■ DATA FOR THIS TASK ■
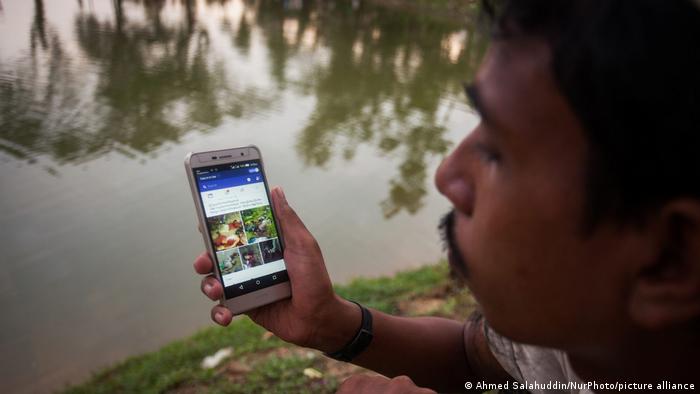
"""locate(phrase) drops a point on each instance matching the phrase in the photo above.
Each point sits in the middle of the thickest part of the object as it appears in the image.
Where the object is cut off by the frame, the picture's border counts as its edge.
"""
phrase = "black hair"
(630, 70)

■ REQUIREMENTS ■
List every line of the records that contains the string "phrase", treating uppercase and lowercase letters as different.

■ TASK OUTPUT ■
"""locate(phrase) drops a point on each instance matching the phrase in the photo above.
phrase = "black hair"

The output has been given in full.